## BEGIN Source

How Our Sons Developed Their Own Identities
Just having our sons in different Heart of Dakota guides has helped our sons with their own identities. Though I wouldn’t choose guides based on this, it has been a natural part of them being in different guides. They each have their own time to shine, which has been a blessing for our situation. Outside of this, I like to try to recognize our children’s different interests and talents by trying a lot of different things and letting them do them on their own. We do this in the home setting.
Wyatt’s Identity: Baking, Making Donuts, and Making Homemade Popcorn
Wyatt loves sweets (he gets this from me). A natural part of his identity is to bake things and share them with his brothers. So, we have bought him a donut maker, and he often makes donuts for everyone in the morning. This is usually on a morning of his choice once a week. He also makes homemade popcorn on the stovetop for our family movie nights on Sunday night. We all LOVE this! He makes cookies with Emmett for their playtime together. He even puts an apron and chef’s hat on Emmett, as Emmett loves to dress up. (This is part of Emmett’s identity.)
Wyatt’s Identity: Loving the Outdoors, Working with His Hands, Reading Good Books, and Physical Activity
Wyatt loves the outdoors! This is a huge part of his identity! So, all of his assigned chores are outdoors (i.e. feed the dogs and cats, clean the kennels, get the mail, shovel the snow, etc.). He likes to help mend things too. So, we have a sewing machine he uses to fix things. He is currently sewing a knight’s costume for his cousin, Shaw. The costume is for a movie Shaw is putting together. (Movie-making is part of Shaw’s identity.) Wyatt also is the glue-gun guy – fixing whatever needs to be hot glue gun fixed (from nerf bullets to wooden things). He loves to read too, so we are always on a quest to find new books for him.

## END Source

▸ **Written exercise A**: Decide whether each statement agrees with the passage on the sons' identities, answering yes or no and quoting the words that settle it: (i) Wyatt makes homemade popcorn for the family's Sunday night movies. (ii) All of Wyatt's assigned chores are done indoors. (iii) The sons were placed in different guides in order to give them their own identities.
▸ **Written exercise B**: Copy word for word the part of the passage on the sons' identities starting at "How Our Sons" and ending at "the home setting.".
The material that comes next has no connection to the passage on the sons' identities.

## BEGIN Extracted data

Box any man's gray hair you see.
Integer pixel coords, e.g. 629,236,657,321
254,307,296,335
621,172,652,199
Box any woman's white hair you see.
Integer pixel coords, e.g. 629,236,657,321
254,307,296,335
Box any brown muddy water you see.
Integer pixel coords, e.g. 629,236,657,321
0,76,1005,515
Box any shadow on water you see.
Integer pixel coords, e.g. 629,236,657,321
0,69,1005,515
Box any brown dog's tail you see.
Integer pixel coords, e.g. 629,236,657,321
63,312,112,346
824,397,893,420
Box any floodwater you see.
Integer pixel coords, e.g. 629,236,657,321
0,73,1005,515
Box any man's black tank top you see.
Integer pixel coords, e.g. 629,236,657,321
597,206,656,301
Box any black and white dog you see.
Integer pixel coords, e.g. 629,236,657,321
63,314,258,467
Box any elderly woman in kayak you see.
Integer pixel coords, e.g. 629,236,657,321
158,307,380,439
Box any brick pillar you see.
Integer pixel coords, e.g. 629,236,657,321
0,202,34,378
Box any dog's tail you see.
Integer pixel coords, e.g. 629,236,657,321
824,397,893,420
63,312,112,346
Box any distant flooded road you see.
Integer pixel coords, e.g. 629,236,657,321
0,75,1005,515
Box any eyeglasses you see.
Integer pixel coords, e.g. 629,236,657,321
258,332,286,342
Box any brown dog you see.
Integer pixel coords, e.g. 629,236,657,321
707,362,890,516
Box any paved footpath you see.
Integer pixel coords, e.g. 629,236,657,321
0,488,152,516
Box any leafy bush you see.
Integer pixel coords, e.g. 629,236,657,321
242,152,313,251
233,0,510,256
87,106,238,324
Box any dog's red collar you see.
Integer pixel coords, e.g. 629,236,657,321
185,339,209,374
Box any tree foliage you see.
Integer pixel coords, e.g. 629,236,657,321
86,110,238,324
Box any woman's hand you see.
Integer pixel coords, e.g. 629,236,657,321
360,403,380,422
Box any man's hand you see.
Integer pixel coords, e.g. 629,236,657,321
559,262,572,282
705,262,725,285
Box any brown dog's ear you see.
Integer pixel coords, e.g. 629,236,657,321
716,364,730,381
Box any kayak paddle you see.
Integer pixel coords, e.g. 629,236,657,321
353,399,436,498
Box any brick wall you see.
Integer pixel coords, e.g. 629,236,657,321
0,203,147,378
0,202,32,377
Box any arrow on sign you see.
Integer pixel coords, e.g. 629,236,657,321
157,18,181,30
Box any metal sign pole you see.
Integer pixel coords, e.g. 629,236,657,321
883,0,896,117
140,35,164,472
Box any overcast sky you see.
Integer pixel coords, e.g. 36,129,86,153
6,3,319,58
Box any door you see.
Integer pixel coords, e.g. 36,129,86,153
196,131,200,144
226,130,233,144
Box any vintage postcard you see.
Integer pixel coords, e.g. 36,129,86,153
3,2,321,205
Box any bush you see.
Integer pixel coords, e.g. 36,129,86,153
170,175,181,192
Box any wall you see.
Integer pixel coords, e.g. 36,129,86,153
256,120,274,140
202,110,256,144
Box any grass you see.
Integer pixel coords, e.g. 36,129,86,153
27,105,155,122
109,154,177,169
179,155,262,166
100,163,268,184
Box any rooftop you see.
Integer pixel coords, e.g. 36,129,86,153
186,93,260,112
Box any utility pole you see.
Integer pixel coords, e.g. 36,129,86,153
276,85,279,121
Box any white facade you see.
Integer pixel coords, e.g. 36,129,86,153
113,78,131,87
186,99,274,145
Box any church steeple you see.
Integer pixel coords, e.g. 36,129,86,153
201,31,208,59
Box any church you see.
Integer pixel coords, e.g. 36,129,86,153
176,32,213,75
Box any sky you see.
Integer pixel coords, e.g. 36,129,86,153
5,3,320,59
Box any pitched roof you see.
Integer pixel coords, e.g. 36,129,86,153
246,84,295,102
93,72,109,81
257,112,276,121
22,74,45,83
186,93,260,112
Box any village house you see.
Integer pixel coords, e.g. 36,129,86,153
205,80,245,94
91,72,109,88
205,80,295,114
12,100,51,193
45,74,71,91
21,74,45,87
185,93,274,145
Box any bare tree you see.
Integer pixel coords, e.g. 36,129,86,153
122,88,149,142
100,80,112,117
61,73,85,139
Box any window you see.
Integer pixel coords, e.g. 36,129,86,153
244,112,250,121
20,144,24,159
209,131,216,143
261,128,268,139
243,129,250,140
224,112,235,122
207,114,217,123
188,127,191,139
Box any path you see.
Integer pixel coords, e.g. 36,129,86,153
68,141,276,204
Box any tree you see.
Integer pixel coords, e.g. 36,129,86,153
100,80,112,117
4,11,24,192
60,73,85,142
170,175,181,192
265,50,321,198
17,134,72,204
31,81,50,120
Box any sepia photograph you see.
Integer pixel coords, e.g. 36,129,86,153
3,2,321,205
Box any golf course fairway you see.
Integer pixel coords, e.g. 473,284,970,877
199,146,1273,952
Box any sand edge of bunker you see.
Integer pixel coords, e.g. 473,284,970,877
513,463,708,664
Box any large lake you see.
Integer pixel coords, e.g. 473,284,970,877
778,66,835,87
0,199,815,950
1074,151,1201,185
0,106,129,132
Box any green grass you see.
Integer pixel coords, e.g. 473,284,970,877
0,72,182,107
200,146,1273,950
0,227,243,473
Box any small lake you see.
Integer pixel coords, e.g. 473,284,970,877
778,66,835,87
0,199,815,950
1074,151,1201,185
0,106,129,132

## END Extracted data

▸ **Final answer A**:
(i) Yes: "He also makes homemade popcorn on the stovetop for our family movie nights on Sunday night."
(ii) No: "all of his assigned chores are outdoors"
(iii) No: "Though I wouldn’t choose guides based on this"

▸ **Final answer B**:
How Our Sons Developed Their Own Identities
Just having our sons in different Heart of Dakota guides has helped our sons with their own identities. Though I wouldn’t choose guides based on this, it has been a natural part of them being in different guides. They each have their own time to shine, which has been a blessing for our situation. Outside of this, I like to try to recognize our children’s different interests and talents by trying a lot of different things and letting them do them on their own. We do this in the home setting.